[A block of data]
— START —
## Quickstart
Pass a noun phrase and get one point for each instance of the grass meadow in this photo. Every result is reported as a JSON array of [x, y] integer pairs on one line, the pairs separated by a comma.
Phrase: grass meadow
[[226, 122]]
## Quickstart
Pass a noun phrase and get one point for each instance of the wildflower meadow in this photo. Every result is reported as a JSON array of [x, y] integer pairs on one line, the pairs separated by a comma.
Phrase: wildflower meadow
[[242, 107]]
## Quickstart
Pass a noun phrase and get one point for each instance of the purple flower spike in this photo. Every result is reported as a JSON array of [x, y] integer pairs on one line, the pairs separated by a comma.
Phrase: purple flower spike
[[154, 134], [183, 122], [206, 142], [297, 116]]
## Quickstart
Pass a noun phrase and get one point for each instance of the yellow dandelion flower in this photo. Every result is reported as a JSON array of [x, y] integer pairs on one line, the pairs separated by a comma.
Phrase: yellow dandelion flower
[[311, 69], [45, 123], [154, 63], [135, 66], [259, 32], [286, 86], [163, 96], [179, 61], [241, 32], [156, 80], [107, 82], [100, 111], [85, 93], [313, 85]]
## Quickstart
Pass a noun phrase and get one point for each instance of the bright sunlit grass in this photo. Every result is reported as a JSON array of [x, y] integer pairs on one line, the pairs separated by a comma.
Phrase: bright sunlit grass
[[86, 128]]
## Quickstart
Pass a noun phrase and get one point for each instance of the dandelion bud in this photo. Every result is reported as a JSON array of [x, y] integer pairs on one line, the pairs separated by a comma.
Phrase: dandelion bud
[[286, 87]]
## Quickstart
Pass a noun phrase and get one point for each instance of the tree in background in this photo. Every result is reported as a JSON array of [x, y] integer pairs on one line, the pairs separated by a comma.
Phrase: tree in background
— END —
• [Task objective]: Please rewrite the records above, renaming "Quickstart" to "Getting Started" wherever it appears and leaving everything else unchanged.

• [Response to this task]:
## Getting Started
Pass a noun phrase and get one point for each instance of the grass meadow in this photo. Every result is reported as a JSON array of [x, y] integer pairs on one line, the pairs separated by a comma.
Phrase: grass meadow
[[226, 122]]
## Getting Started
Pass a noun phrase and get one point for each instance of the wildflower meadow in this photo. Every result is reported as a JSON array of [x, y] integer pairs on one line, the pairs separated by a comma.
Phrase: wildflower meadow
[[242, 107]]
## Getting Started
Pass a noun phrase and get one point for each instance of the purple flower spike in this photo. Every result is reported as a JSON array of [x, y] integer pairs on one line, the pairs separated by a comma.
Phrase: purple flower spike
[[154, 134], [183, 122], [206, 142], [297, 116]]
## Getting Started
Pass a noun phrase and get one point for each instance of the yellow dandelion flower in this photo. Every result is reported as a JSON array of [x, y] integer pairs on one line, the pairs separated by a comma.
Phrase: yellow dandelion flower
[[311, 69], [45, 123], [154, 63], [135, 66], [259, 32], [286, 86], [163, 96], [179, 61], [241, 32], [156, 80], [107, 82], [100, 111], [85, 93], [313, 85]]
## Getting Started
Pass a noun phrase and get one point for each instance of the bright sunlit grass in this photo. Every result is reported as a JSON array of [x, y] integer pairs on one line, the pairs separated by a comma.
Phrase: bright sunlit grass
[[86, 128]]
## Getting Started
Pass a noun phrase and get one point for each instance of the dandelion bud in this photo. Every result is reported as a JSON array of [x, y] integer pairs on one line, the pairs separated by a comma.
Phrase: dandelion bud
[[286, 87]]
## Getting Started
Pass a noun phrase and get one point for each instance of the tree in background in this photo. Every result is reported as a JSON array of [x, y] integer pairs on one line, the pairs separated by a comma.
Phrase: tree in background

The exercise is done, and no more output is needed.